**Task:**
Transcribe each line exactly.
:: Raw records
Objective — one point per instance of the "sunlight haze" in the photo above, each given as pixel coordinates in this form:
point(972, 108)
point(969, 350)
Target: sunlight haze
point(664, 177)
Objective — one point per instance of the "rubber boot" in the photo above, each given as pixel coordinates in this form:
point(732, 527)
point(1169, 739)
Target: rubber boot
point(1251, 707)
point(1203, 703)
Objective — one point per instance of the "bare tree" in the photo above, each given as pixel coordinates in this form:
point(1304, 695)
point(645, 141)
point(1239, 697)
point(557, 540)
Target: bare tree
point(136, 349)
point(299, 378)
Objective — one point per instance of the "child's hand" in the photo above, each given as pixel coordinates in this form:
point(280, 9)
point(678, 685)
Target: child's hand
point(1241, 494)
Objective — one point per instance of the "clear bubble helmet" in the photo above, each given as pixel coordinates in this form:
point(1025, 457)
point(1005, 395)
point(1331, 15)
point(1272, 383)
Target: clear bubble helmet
::::
**Solution for this problem:**
Objective — one point per instance of the "sunlight haze" in the photo above, each given as pixel coordinates in this form:
point(972, 108)
point(969, 350)
Target: sunlight haze
point(664, 177)
Objective — one point per instance of the "rubber boot" in the photo above, each given as pixel coordinates in this form:
point(732, 527)
point(1169, 739)
Target: rubber boot
point(1251, 707)
point(1203, 703)
Objective — one point per instance of the "bare tree" in the photo above, each given as pixel coordinates in this form:
point(1304, 695)
point(645, 141)
point(1239, 697)
point(557, 540)
Target: bare tree
point(136, 349)
point(299, 378)
Objective — one point per instance of the "child's hand" in the photo above, each given as pixel coordinates in this form:
point(280, 9)
point(678, 685)
Target: child's hand
point(1241, 494)
Objective — one point per instance of the "clear bubble helmet" in the photo above, each given as pixel coordinates in this form:
point(1025, 457)
point(1005, 395)
point(1331, 15)
point(1272, 383)
Target: clear bubble helmet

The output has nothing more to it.